[Data listing]
□ □ □ □ □ □ □
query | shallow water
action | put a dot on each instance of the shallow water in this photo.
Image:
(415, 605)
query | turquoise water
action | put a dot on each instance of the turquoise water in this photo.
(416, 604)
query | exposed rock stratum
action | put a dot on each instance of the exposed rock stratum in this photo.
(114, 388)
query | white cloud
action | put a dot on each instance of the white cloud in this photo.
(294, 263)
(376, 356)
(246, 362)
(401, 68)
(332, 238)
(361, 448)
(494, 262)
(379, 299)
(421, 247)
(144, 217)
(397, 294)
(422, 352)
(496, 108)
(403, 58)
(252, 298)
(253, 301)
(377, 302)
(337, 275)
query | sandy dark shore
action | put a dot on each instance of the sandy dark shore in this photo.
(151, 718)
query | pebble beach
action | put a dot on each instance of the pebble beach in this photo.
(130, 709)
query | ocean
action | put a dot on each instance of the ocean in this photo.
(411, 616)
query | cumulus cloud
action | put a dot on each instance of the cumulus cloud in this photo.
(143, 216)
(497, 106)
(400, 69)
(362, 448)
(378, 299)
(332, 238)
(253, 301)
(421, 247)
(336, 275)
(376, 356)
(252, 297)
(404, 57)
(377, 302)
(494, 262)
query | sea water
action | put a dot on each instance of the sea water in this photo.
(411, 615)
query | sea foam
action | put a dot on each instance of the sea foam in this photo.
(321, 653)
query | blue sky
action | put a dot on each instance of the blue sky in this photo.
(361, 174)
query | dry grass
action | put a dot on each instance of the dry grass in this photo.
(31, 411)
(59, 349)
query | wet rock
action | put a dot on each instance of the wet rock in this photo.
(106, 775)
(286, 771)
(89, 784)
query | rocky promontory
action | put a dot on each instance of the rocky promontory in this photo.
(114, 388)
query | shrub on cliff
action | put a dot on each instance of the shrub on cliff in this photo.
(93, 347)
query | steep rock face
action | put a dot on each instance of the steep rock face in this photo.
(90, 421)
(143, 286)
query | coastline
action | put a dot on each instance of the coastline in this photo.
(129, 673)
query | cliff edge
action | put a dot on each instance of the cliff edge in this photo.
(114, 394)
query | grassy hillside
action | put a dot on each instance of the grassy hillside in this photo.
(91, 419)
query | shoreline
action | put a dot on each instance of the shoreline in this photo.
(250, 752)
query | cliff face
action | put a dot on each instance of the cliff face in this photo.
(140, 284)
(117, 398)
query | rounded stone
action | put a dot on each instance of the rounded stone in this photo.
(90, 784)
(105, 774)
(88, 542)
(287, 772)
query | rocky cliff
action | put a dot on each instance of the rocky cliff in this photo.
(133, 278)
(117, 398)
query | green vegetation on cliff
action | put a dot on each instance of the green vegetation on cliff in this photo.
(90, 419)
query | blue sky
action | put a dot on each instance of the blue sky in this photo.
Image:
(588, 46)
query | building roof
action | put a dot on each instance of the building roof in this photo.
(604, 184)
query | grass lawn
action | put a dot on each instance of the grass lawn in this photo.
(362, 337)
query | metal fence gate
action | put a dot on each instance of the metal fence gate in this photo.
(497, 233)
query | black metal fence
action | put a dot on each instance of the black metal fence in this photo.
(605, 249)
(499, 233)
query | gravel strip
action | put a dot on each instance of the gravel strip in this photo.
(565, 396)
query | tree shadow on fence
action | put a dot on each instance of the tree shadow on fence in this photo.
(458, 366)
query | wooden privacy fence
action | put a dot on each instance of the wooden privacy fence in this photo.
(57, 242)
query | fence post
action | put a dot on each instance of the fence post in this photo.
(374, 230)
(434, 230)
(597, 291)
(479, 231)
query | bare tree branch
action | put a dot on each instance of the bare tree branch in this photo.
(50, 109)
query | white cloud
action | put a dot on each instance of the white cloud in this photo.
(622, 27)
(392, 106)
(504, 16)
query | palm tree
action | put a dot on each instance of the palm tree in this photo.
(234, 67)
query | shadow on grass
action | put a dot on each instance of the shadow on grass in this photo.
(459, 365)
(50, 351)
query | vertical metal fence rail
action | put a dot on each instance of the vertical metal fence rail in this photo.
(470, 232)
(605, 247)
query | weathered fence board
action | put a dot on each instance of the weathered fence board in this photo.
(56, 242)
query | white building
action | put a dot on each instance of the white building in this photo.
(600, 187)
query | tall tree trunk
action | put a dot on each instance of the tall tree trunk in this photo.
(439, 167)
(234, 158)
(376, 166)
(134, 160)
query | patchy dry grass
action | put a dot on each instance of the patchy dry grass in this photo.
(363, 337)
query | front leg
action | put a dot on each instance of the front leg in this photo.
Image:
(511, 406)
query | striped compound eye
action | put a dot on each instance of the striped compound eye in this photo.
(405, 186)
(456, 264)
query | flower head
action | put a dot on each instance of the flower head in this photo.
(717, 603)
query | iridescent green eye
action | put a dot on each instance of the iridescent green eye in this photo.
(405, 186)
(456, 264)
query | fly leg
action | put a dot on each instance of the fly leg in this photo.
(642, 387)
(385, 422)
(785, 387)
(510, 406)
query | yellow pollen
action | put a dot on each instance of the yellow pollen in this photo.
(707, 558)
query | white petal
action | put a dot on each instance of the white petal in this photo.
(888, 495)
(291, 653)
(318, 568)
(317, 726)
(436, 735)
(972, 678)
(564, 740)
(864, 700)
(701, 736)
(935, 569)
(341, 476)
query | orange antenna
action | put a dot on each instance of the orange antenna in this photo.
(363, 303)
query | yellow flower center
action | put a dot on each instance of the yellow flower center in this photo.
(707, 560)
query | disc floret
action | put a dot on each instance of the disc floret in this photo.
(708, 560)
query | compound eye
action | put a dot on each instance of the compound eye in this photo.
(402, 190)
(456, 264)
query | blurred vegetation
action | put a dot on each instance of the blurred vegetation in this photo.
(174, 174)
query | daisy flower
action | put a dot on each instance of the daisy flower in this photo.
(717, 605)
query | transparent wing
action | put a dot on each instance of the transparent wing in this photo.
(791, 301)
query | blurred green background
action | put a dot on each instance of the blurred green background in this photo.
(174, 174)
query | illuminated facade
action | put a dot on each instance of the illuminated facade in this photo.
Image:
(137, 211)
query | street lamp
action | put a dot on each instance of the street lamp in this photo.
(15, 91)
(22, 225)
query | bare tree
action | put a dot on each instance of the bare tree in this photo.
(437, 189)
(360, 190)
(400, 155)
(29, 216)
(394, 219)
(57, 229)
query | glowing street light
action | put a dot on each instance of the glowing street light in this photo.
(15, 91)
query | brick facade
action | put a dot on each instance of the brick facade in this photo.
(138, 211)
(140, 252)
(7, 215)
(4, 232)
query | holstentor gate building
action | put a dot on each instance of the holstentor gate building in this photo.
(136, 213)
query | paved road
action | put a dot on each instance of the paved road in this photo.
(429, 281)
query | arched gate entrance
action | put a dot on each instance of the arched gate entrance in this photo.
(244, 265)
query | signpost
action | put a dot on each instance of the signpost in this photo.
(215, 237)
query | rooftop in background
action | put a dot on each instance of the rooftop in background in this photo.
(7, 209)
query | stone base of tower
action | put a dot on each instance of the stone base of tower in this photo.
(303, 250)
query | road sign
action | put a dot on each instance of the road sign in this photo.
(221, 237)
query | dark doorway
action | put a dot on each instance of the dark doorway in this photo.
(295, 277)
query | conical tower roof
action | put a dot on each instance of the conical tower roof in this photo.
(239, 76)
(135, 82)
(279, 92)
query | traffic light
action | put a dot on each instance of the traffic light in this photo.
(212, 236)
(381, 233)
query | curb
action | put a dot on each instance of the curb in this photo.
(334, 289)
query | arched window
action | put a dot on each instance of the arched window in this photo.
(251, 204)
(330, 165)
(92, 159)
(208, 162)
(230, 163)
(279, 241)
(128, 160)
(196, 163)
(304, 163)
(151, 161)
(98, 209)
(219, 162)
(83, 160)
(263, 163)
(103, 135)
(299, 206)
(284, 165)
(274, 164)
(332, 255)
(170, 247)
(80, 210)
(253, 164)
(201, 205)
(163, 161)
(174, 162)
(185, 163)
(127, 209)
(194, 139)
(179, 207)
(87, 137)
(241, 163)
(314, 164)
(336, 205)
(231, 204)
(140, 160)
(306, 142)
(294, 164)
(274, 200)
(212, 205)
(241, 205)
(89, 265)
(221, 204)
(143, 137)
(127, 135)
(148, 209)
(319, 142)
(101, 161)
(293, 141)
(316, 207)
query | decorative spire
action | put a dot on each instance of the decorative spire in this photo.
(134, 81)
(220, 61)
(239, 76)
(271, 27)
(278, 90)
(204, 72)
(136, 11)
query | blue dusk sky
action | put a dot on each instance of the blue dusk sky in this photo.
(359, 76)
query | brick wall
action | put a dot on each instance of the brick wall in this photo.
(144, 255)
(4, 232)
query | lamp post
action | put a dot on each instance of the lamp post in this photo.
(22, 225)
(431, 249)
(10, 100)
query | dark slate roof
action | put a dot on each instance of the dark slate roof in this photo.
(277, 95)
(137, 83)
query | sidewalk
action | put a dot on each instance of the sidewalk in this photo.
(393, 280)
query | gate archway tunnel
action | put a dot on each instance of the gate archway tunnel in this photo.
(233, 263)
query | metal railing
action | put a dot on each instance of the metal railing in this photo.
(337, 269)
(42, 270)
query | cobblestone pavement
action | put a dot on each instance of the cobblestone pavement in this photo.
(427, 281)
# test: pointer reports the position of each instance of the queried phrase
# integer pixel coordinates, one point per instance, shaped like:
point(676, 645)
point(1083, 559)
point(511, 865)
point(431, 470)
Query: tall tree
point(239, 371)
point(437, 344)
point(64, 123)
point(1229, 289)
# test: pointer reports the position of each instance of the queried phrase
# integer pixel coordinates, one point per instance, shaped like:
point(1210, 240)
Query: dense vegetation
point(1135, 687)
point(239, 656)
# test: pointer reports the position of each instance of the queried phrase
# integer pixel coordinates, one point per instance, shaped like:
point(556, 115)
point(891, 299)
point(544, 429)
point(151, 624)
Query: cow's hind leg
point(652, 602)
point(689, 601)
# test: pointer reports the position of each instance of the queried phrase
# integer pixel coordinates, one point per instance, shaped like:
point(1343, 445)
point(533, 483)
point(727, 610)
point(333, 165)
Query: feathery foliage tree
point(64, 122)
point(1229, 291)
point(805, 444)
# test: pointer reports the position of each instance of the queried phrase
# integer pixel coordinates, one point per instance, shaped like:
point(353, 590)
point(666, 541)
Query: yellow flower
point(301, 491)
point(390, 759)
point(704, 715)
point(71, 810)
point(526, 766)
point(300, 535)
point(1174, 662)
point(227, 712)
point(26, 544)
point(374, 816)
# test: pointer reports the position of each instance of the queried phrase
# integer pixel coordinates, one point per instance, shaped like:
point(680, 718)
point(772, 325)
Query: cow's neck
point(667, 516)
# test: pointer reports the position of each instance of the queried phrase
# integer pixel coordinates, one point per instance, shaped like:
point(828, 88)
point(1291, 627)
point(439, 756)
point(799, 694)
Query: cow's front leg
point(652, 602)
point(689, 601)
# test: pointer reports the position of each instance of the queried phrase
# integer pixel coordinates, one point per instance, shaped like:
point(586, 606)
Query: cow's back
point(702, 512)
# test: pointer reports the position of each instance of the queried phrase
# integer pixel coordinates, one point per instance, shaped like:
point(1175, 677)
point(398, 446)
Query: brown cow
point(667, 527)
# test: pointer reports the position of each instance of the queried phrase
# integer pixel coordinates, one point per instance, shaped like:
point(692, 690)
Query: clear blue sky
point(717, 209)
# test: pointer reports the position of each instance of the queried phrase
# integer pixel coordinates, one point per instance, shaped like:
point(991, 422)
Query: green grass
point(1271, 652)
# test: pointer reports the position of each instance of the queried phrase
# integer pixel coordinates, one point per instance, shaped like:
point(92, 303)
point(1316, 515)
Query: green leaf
□ □ □ □ □ □ □
▶ Brief
Extract every line of the records that contains the word "blurred", and list those lines in the order they appear.

▶ Exercise response
query | blurred vegetation
action | put a dot on each instance of the blurred vegetation in this photo.
query | blurred green background
action | put a dot on each instance of the blurred green background in this photo.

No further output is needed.